Consegna 1: Nel testo su Kodak, a quanto ammontavano i debiti dell'azienda al momento della bancarotta del 2012?
Consegna 2: Stampa senza modifiche la parte del testo su Kodak che comincia con le parole "Kodak, dal mito" e si chiude dopo "John F. Kennedy.".
Consegna 3: Prosegui il testo su Kodak a partire dalla sua ultima frase.

Testo da esaminare:
⟨

Kodak, dal mito alla caduta
Fondata a Rochester, New York, nel 1880 da George Eastman, Kodak rivoluzionò la fotografia con un concetto semplice: “Tu premi il pulsante, al resto pensiamo noi”. Dal 1888 con la prima fotocamera portatile, alla leggendaria pellicola Kodachrome e alle fotocamere Brownie, il marchio ha accompagnato generazioni di fotografi e amatori. Fu proprio con una Kodachrome che Abraham Zapruder riprese il filmato storico dell’assassinio di John F. Kennedy.
Negli anni ’70 e ’80, Kodak era sinonimo stesso di fotografia. Ma la concorrenza giapponese, guidata da Fujifilm, iniziò a erodere quote di mercato. Con l’avvento del digitale, il dominio si sgretolò fino alla bancarotta del 2012 con debiti per 6,75 miliardi di dollari e oltre 100mila creditori.
La prima resurrezione
Nel 2013, dopo un doloroso passaggio sotto il Capitolo 11 della legge fallimentare Usa, Kodak uscì dal tribunale come un’azienda molto più piccola. Addio fotocamere e pellicole, benvenuto business-to-business: tecnologie di stampa, packaging e persino materie prime farmaceutiche. Il piano prevedeva il taglio di 4,1 miliardi di dollari di debito e la riduzione drastica dell’organico: dai 17mila dipendenti dell’ingresso in bancarotta agli 8.500 dell’uscita. Un tentativo di reinventarsi, pur sapendo che il Kodak moment non sarebbe più stato lo stesso.
Poi un colpo di teatro. In piena pandemia Kodak improvvisamente torna sotto i riflettori. Con l’appoggio di Donald Trump, ottiene un prestito federale da 765 milioni di dollari nell’ambito del Defense Production Act per riconvertirsi alla produzione di farmaci generici, compresa l’idrossiclorochina, un modo per ridurre la dipendenza Usa da India e Cina per le forniture mediche. La notizia scatena l’euforia a Wall Street: in tre giorni il titolo vola del +1.481%, passando da 2,10 a oltre 33 dollari, e oltre 117mila piccoli investitori si lanciano sul titolo via Robinhood. Kodak, da relitto industriale, diventa improvvisamente il simbolo di una riscossa industriale a stelle e strisce.

⟩

Materiale mostrato:
⟨

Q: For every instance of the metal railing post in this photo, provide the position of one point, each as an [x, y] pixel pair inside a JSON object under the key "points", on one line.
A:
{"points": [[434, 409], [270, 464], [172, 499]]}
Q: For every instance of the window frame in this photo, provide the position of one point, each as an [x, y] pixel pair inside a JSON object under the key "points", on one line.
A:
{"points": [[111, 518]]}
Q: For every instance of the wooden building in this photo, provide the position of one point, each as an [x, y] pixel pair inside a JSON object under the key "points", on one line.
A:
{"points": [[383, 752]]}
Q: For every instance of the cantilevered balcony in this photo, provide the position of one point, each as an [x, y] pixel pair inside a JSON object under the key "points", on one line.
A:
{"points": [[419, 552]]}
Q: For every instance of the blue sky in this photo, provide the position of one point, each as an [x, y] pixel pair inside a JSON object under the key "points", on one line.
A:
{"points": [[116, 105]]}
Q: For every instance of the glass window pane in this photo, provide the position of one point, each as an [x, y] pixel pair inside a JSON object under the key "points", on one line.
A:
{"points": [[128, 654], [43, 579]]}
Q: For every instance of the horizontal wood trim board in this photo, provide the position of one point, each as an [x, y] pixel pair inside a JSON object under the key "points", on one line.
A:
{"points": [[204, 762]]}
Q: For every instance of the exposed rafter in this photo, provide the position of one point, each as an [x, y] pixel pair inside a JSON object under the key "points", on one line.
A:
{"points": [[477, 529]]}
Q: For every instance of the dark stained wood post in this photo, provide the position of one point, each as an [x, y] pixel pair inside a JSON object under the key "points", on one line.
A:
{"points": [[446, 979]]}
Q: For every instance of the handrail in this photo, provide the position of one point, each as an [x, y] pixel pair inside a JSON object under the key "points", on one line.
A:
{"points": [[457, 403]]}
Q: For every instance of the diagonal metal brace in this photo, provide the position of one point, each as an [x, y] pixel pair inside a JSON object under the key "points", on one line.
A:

⟩

Risposta 1: A 6,75 miliardi di dollari.

Risposta 2:
Kodak, dal mito alla caduta
Fondata a Rochester, New York, nel 1880 da George Eastman, Kodak rivoluzionò la fotografia con un concetto semplice: “Tu premi il pulsante, al resto pensiamo noi”. Dal 1888 con la prima fotocamera portatile, alla leggendaria pellicola Kodachrome e alle fotocamere Brownie, il marchio ha accompagnato generazioni di fotografi e amatori. Fu proprio con una Kodachrome che Abraham Zapruder riprese il filmato storico dell’assassinio di John F. Kennedy.

Risposta 3:
L’idillio dura poco. Ad agosto 2020, la Casa Bianca sospende il prestito: la Sec apre un’inchiesta per insider trading – la società avrebbe assegnato stock option a dirigenti poco prima dell’annuncio – e per attività di lobbying giudicate borderline. Le accuse, alimentate anche da pressioni politiche, travolgono l’immagine della “nuova Kodak”. Il titolo precipita sotto i 9 dollari, la riconversione farmaceutica si sgonfia e l’azienda torna al suo core business di nicchia: stampa industriale e packaging.
La nuova scommessa su chimica e farmaceutica
Negli ultimi anni, Kodak ha comunque puntato forte sull’Advanced Materials & Chemicals. Il ceo Jim Continenza sottolinea che lo stabilimento farmaceutico cGMP dell’azienda è ora registrato presso la FDA e autorizzato a produrre e vendere farmaci regolamentati. La produzione inizierà con phosphate buffered saline (PBS) per uso di laboratorio, con l’obiettivo di passare a soluzioni saline per uso endovenoso e altri prodotti farmaceutici più sofisticati.
Oggi: il bivio finale
Oggi, Kodak dispone di 155 milioni di dollari di liquidità (70 milioni negli USA), troppo pochi per affrontare la scadenza imminente dei debiti. La dirigenza si dice fiduciosa di riuscire a rimborsarne una parte e rifinanziare il resto, ma gli analisti temono che la nuova crisi possa essere l’ultimo scatto della sua lunga storia.
Se il primo crac del 2012 era stato un colpo durissimo ma non fatale, questa volta la pellicola sembra essere quasi del tutto srotolata. E il finale rischia di essere quello di un’icona che ha inventato il futuro, ma non ha saputo viverci.